[Task to complete]
Convert the whole listing below into a numbered list, one line per item, omitting any blank lines.

[Data shown]
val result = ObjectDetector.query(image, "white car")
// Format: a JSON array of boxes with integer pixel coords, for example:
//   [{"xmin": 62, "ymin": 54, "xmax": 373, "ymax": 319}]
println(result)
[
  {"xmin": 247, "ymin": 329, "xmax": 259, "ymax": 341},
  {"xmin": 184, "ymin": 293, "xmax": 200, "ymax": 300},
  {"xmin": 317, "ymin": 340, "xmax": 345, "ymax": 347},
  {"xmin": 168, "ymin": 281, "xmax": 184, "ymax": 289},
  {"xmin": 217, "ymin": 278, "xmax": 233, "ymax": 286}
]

[Answer for this exercise]
1. val result = ObjectDetector.query(image, "white car")
2. // Format: a JSON array of boxes with integer pixel coords, for example:
3. //   [{"xmin": 62, "ymin": 54, "xmax": 373, "ymax": 319}]
4. println(result)
5. [
6.   {"xmin": 247, "ymin": 329, "xmax": 259, "ymax": 341},
7.   {"xmin": 184, "ymin": 293, "xmax": 200, "ymax": 300},
8.   {"xmin": 317, "ymin": 340, "xmax": 345, "ymax": 347},
9.   {"xmin": 168, "ymin": 281, "xmax": 184, "ymax": 289},
10.   {"xmin": 217, "ymin": 278, "xmax": 233, "ymax": 286}
11. ]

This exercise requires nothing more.